* **Supplied text**
··········
Professor Tim Congdon is a monetarist economist who served on the Treasury Panel (the so called “wise men”) during the 1990s, is the founder of Lombard St Research and more recently in the aftermath of the global financial crisis the Institute of International Monetary Research at the University of Buckingham.
Tim is well known for having warned about the dangers of rising inflation in the early days of the pandemic as central banks loosened policy significantly, and sees further increases in global inflation to come in 2022 despite some signs that money supply growth has slowed. In his interview we spoke about the persistence of recent rises in inflation, the relationship between the money supply and inflation, central banks’ and their forecasts for inflation, the usefulness of the Phillips Curve in forecasting and his views on the current degree of spare capacity.
··········
* **Extracted material**
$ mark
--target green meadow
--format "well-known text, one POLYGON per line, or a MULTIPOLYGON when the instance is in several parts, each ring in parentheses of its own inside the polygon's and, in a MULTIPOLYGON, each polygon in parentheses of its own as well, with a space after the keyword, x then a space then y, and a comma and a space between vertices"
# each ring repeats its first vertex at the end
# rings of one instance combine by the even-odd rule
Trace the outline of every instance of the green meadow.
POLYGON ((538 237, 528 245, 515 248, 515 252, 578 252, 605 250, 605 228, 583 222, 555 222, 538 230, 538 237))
··········
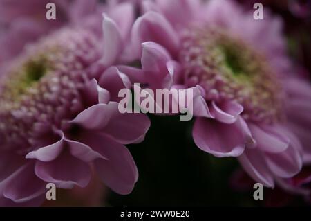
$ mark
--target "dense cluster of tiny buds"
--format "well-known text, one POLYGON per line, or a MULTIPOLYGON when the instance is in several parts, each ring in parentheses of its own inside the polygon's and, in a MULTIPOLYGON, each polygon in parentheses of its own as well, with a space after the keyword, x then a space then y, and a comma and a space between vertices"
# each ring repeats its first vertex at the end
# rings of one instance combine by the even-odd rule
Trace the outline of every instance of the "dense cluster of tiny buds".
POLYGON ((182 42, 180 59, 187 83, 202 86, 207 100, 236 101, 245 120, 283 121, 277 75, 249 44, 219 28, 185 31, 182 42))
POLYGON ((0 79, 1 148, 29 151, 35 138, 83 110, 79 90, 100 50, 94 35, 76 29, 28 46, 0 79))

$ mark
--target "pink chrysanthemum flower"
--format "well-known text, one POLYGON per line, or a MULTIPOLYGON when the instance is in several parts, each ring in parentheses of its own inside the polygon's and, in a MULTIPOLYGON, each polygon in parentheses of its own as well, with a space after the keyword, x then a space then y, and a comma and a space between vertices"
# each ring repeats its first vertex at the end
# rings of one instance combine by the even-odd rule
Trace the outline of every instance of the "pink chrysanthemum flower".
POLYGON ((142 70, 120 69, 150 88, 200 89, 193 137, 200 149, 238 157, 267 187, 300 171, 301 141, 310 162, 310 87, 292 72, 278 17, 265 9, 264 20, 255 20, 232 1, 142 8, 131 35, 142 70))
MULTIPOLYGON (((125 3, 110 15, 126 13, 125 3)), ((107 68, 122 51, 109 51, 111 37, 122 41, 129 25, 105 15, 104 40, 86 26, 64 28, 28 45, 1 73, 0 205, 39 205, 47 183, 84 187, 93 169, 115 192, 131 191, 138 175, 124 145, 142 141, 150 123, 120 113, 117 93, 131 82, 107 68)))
··········
* **Task to carry out**
Resume the introduction to the Tim Congdon interview, starting after its last sentence.

* **Output of the exercise**
While Tim acknowledges that base effects could pull down on inflation he also argues that there are a lot more positive base effects yet to push inflation higher in the coming months. He remains highly critical of the Federal Reserve’s loose policy (he has in the past described some members of the Fed as “complacent” in this respect), is unimpressed with its average inflation targeting policy and when combined with sizeable infrastructure spending argues US monetary policy could be an important cause of ongoing high inflation.
The interview concludes with a brief discussion about the longer-term structural aspects of inflation, including the impact that population ageing globally might be having on inflation and the potential for globalisation to continue to depress inflation as it did in the 2000s.